## PROBLEM REQUIREMENTS
Each line below must be set down exactly; omit any image you find.

## DATASET RECORDS
■ ■ ■

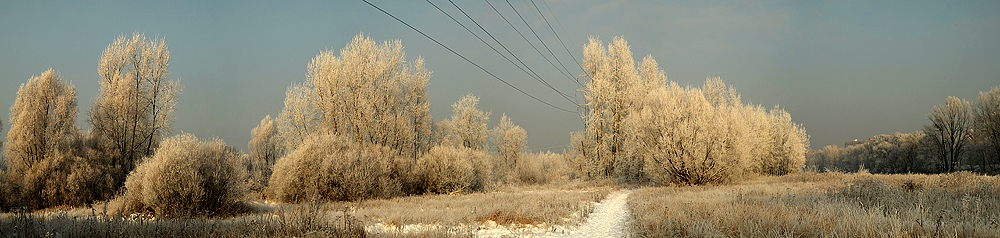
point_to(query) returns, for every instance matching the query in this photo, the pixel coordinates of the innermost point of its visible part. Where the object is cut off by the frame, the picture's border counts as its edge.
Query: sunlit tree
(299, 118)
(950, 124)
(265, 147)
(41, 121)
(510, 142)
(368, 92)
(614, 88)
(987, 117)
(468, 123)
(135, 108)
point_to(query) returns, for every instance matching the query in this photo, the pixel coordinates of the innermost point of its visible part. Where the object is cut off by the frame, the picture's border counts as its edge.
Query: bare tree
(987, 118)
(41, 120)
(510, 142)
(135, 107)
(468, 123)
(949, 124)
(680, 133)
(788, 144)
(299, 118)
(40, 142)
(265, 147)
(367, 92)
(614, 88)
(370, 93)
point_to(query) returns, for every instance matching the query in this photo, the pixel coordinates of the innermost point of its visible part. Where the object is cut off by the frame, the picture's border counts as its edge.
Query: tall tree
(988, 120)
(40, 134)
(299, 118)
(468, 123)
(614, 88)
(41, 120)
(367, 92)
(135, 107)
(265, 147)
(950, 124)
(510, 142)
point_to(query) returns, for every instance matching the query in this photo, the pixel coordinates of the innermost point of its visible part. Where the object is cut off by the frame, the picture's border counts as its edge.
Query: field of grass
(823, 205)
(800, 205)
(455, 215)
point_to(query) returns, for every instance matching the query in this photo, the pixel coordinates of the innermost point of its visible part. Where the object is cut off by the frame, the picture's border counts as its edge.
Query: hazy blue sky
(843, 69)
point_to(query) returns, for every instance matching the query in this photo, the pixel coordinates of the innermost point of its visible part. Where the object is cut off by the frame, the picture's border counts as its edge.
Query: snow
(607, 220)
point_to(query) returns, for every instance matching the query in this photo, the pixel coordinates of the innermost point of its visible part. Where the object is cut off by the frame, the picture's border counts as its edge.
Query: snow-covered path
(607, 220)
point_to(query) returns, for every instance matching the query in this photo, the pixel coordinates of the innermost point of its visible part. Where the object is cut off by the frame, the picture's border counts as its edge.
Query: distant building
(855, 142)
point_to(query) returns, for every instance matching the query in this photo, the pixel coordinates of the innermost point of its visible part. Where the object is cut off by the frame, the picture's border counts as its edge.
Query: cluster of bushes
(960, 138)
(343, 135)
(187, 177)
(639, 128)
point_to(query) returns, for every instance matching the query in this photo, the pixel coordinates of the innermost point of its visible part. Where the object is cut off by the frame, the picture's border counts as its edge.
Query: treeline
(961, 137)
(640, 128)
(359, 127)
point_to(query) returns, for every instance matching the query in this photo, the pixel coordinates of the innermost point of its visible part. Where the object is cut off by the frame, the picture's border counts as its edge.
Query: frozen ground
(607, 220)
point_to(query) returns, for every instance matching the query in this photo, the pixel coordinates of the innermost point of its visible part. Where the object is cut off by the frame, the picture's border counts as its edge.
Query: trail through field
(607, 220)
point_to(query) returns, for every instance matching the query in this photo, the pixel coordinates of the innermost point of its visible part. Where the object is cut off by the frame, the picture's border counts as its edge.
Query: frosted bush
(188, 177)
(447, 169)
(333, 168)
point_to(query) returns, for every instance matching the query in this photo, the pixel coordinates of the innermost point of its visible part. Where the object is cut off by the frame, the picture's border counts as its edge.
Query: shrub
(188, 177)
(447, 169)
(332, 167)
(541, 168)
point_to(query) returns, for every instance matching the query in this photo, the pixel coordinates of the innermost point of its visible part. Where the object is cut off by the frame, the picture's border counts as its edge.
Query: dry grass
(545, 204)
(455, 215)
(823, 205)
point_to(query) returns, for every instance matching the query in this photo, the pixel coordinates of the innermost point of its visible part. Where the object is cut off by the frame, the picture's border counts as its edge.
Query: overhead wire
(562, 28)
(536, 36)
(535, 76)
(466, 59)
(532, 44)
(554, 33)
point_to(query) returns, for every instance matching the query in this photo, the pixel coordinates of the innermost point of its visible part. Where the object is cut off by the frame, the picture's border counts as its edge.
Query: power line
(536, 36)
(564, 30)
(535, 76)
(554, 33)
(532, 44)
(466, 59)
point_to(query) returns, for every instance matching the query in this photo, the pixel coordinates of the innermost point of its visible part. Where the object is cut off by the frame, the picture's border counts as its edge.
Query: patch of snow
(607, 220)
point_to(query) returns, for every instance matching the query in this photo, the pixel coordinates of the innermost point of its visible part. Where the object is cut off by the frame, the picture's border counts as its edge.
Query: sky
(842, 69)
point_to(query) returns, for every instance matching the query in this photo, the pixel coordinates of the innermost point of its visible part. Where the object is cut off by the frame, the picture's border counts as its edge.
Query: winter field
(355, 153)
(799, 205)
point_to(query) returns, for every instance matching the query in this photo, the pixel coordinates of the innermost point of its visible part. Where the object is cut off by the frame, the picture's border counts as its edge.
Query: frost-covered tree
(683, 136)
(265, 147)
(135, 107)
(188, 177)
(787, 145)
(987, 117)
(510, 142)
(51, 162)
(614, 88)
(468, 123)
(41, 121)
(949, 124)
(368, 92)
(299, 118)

■ ■ ■

## ANSWER BELOW
point_to(query) returns, for every instance matching the query in this photo, the pixel coordinates of the innermost point of its visible part. Where the object is cut off by the frame, the picture's border counts as its edge.
Query: sunlit tree
(299, 118)
(950, 124)
(265, 147)
(41, 121)
(510, 142)
(368, 92)
(614, 88)
(987, 117)
(468, 123)
(135, 108)
point_to(query) returns, for every instance matching the query in this photo, the pixel coordinates of the innermost point of its visible part. Where the object is cut off by the frame, the picture's border counts as its edge.
Query: bare tree
(987, 118)
(41, 120)
(510, 142)
(135, 107)
(468, 123)
(949, 124)
(680, 133)
(788, 144)
(299, 118)
(40, 142)
(265, 147)
(367, 92)
(614, 88)
(370, 93)
point_to(query) returns, for every instance matching the query in this photo, the pixel coordinates of the innermost point of its visible part. Where the object is cut off by the frame, the picture's border counts as its edge.
Query: tall tree
(988, 120)
(40, 134)
(299, 118)
(468, 123)
(614, 88)
(41, 120)
(367, 92)
(135, 107)
(265, 147)
(950, 124)
(510, 142)
point_to(query) returns, for every instance matching the query in this photo, the pixel coordinates of the innermost point of its visible part. Where the object is cut off by the frame, the picture's border counts as its edge.
Query: field of grass
(823, 205)
(800, 205)
(455, 215)
point_to(query) returns, for every instance matching the query in this photo, the pixel coordinates of the innermost point of its visible part. Where the object is cut off by the frame, the picture's border counts as its edge.
Query: hazy blue sky
(843, 69)
point_to(query) returns, for every instance matching the query in this photo, the pixel coordinates of the innermost point of its visible part. Where the object is cut off by the frame, the picture's border counts as its edge.
Query: snow
(607, 220)
point_to(query) returns, for every instance matching the query in this photo, the pixel coordinates of the innermost point of its visible part. Where the object is cut off by the frame, the picture's border counts as its edge.
Query: snow-covered path
(607, 220)
point_to(query) returns, for every instance matching the query in this photo, the pixel coordinates of the innermost point of its visible part. Where the object is cut off by the frame, the picture's border counts as its edge.
Query: distant building
(855, 142)
point_to(query) returns, for every instance matching the query in this photo, the pixel coordinates of the innermost point of its visible part. Where the object is cut off by the frame, the picture's border counts as its edge.
Query: cluster of bushes
(960, 138)
(343, 135)
(187, 177)
(639, 128)
point_to(query) returns, for every instance matching the query in this photo, the pixel coordinates of the innermost point of its visible part. Where the object is cut off by the frame, the picture's border counts as its edge.
Query: treeline
(961, 137)
(640, 128)
(359, 127)
point_to(query) returns, for every instance matching the query in this photo, the pixel coordinates of the innermost point of its visible part. Where the object is cut off by the frame, the picture's border counts as its edge.
Query: frozen ground
(607, 220)
point_to(query) returns, for every instance matching the query in this photo, the pixel coordinates of the innermost point of its visible part. Where the object is cut off by the frame, the picture's border counts as its edge.
Query: trail through field
(607, 220)
point_to(query) returns, for every instance matching the query in this photo, the pixel coordinates of the innermost point of its visible part. Where the object is cut off by the frame, the picture's border counts as its edge.
Query: frosted bush
(188, 177)
(447, 169)
(333, 168)
point_to(query) returns, for every instance matching the query in this photo, the pixel coordinates of the innermost point of its visible part. Where the object is cut off by the frame, the picture's border counts as its edge.
Query: shrub
(188, 177)
(447, 169)
(332, 167)
(541, 168)
point_to(query) returns, for every instance matching the query in this photo, the pixel coordinates of the innermost point of its visible part. Where the object is cut off by the frame, the picture's border counts as its edge.
Query: dry grass
(545, 204)
(455, 215)
(823, 205)
point_to(query) returns, for every instance matching the query in this photo, the pixel coordinates of the innermost point of its visible part. Where the object is cut off by the frame, the picture's border counts as its edge.
Query: overhead wire
(562, 28)
(536, 36)
(535, 76)
(466, 59)
(532, 44)
(554, 33)
point_to(query) returns, for every instance matching the query in this photo, the pixel coordinates of the innermost point of its visible part. Where the object is cut off by the frame, the picture's border counts as its edge.
Query: power line
(536, 36)
(564, 30)
(535, 76)
(554, 33)
(532, 44)
(466, 59)
point_to(query) returns, for every instance matching the query in this photo, the pixel coordinates of the innermost point of its visible part. Where the object is cut off by the frame, the picture's border counts as its edge.
Query: patch of snow
(607, 220)
point_to(query) returns, for every instance matching the query in this photo, the pixel coordinates of the innermost point of its visible part. Where the object is cut off by the frame, the picture's border counts as its edge.
Query: sky
(842, 69)
point_to(query) returns, for every instance matching the query in this photo, the pixel coordinates of the innermost point of its visible part. Where the object is cut off by the frame, the picture's border counts as its edge.
Query: winter field
(355, 153)
(799, 205)
point_to(query) returns, for every instance matching the query in this photo, the pixel coordinates of the innermost point of its visible part. Where the object is cut off by the frame, the picture's border counts as its edge.
Query: frost-covered tree
(683, 136)
(265, 147)
(135, 107)
(188, 177)
(787, 145)
(987, 117)
(510, 142)
(51, 162)
(614, 88)
(468, 123)
(41, 121)
(949, 124)
(368, 92)
(299, 118)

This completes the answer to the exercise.